THE PROBLEM :: Rewrite the items with "utility pole" swapped for "telephone pole" wherever it occurs, keeping everything else the same.

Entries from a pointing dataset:
------------------------------------
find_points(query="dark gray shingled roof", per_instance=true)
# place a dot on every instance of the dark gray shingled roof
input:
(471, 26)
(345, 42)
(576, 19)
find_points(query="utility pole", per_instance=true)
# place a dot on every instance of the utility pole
------------------------------------
COMPLETED TASK ::
find_points(query="dark gray shingled roof", per_instance=true)
# place a dot on every instance of the dark gray shingled roof
input:
(471, 26)
(345, 42)
(576, 19)
find_points(query="telephone pole", per_instance=true)
# place a dot on every instance of the telephone pole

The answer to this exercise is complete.